## Stored items
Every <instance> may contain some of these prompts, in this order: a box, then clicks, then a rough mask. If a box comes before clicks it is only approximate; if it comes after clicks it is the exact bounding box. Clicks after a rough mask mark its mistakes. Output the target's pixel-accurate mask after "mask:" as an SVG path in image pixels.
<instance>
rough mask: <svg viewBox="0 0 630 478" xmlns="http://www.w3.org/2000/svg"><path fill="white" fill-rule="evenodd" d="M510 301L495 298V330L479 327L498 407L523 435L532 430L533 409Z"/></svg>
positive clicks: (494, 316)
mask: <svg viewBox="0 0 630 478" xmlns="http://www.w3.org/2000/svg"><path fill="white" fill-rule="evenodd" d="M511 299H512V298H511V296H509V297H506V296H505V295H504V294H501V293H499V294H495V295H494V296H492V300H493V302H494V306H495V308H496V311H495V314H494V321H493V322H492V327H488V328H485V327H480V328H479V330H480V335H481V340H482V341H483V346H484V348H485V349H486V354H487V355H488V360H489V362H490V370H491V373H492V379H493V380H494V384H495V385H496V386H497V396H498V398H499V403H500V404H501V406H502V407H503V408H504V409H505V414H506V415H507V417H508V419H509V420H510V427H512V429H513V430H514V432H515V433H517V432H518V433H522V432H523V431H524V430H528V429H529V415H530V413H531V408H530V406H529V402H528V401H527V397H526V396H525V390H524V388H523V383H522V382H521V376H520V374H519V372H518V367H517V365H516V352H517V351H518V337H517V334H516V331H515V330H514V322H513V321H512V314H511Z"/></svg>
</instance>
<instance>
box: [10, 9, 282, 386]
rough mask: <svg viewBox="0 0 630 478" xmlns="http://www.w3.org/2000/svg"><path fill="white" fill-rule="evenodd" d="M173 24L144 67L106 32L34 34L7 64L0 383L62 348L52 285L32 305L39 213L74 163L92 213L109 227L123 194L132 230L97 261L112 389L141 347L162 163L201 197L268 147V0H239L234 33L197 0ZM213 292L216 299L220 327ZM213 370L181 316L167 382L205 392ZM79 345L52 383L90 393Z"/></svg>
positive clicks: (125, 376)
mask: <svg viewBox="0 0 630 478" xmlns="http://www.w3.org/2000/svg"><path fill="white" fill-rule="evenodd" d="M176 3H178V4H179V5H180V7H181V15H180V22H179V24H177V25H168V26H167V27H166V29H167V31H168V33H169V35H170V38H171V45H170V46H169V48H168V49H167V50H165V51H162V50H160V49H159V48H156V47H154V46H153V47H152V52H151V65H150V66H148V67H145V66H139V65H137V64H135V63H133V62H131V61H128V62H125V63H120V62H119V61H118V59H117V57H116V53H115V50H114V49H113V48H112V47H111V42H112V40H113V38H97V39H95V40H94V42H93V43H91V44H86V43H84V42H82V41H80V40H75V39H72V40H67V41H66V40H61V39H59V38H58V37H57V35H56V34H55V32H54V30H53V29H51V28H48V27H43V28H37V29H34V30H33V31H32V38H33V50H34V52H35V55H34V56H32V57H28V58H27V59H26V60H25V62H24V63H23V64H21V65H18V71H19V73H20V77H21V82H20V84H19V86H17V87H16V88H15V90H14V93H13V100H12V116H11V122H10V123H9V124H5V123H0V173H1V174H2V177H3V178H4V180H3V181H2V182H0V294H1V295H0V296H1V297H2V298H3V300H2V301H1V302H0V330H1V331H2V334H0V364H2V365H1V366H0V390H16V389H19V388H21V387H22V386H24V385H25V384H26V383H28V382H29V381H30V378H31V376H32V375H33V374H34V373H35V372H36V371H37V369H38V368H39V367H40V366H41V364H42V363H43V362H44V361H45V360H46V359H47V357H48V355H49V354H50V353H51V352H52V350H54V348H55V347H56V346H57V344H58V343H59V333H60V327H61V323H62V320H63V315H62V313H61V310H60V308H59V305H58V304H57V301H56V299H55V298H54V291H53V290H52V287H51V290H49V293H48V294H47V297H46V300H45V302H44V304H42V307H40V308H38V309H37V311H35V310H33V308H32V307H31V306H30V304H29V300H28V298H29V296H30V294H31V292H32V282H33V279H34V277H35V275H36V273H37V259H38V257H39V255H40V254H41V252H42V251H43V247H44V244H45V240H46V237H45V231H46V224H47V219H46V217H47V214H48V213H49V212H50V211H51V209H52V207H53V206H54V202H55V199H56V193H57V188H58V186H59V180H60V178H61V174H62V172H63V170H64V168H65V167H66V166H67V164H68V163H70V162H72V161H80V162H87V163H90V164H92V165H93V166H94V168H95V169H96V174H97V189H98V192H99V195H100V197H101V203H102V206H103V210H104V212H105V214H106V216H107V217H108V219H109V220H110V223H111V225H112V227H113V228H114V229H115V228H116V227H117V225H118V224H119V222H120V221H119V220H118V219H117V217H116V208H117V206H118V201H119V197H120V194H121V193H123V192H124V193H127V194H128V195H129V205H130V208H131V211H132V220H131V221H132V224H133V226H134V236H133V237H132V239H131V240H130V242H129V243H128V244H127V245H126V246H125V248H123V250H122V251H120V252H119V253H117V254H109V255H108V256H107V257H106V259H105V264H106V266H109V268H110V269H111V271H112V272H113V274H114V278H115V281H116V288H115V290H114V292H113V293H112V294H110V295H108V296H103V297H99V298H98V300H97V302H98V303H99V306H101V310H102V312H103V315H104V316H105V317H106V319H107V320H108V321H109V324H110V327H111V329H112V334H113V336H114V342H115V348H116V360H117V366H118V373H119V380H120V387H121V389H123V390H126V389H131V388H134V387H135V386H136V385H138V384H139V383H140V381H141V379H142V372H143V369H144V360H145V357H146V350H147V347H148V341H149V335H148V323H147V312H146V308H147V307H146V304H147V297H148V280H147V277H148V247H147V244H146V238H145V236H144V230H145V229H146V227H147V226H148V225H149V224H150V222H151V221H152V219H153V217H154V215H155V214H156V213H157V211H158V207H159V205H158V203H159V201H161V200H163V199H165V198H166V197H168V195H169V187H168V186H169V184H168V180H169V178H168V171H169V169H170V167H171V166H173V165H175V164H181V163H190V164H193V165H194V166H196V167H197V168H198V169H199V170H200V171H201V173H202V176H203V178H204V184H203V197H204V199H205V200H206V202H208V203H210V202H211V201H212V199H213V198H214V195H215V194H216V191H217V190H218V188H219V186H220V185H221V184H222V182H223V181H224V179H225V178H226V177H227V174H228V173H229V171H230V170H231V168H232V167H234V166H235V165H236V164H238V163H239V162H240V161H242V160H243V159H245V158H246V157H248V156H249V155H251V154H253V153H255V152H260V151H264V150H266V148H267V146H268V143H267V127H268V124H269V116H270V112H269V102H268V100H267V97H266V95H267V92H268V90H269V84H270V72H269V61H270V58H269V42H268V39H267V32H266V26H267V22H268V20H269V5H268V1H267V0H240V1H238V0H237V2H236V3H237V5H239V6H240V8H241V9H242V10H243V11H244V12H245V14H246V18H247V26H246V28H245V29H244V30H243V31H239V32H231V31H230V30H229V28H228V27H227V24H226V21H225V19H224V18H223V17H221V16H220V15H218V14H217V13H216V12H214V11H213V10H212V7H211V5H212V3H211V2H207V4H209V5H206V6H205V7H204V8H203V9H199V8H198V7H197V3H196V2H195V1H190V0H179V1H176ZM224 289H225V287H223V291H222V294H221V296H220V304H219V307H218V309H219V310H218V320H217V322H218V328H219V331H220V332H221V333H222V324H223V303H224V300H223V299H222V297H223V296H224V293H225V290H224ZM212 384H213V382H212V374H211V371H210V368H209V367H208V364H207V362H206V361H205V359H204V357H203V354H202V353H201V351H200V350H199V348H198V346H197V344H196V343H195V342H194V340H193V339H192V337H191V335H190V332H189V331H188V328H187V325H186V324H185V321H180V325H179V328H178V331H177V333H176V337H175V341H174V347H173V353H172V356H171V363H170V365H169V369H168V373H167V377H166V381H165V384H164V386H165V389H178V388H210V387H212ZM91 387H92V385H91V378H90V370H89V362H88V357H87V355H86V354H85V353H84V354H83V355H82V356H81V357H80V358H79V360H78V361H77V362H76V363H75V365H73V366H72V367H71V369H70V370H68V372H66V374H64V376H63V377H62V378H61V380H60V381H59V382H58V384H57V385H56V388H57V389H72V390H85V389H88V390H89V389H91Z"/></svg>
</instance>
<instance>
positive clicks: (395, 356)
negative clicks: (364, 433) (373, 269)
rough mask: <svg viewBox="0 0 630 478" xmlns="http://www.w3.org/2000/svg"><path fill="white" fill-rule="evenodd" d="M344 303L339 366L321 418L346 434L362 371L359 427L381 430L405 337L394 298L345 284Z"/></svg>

## WHAT NEEDS TO BE DONE
An exact repeat of the lines from the one containing "positive clicks: (395, 356)" through the final line of the entries is the whole answer.

## EXERCISE SOLUTION
positive clicks: (395, 356)
negative clicks: (364, 433) (373, 269)
rough mask: <svg viewBox="0 0 630 478" xmlns="http://www.w3.org/2000/svg"><path fill="white" fill-rule="evenodd" d="M344 303L339 366L321 418L346 434L362 371L359 427L381 430L405 337L394 298L345 284Z"/></svg>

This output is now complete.